All that should come back is the lines of the data below from the one containing "Task: point out the man's mouth, one" to the one containing "Task: point out the man's neck, one", inclusive, exactly as they stand.

▸ **Records for this exercise**:
--------------------------------

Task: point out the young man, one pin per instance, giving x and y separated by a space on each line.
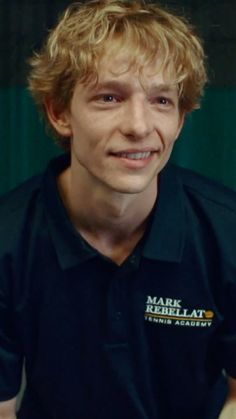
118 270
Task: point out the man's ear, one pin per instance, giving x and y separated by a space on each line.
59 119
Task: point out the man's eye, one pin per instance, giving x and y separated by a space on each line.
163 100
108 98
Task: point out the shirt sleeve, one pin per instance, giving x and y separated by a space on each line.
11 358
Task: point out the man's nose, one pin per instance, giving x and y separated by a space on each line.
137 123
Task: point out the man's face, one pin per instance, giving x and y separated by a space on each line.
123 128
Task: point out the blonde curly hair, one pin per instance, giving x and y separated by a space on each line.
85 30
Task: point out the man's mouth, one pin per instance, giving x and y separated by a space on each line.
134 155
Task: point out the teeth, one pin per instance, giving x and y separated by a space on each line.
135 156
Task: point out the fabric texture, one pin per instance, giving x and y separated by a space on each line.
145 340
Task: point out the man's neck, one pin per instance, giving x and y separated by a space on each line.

--------------------------------

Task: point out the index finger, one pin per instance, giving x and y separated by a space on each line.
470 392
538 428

--------------------------------

▸ **Exercise solution**:
Task: point out the man's mouth, one pin per instance, giving x and y separated by a space on each line.
134 155
Task: point out the teeth, one pin per instance, giving x and y separated by a space on each line.
135 156
Task: point out the fabric texture, one pin per instance, giving x and y separated by a space on each line.
145 340
Task: point out the man's neck, one pin per instance, giving x and y separated by a space on each line.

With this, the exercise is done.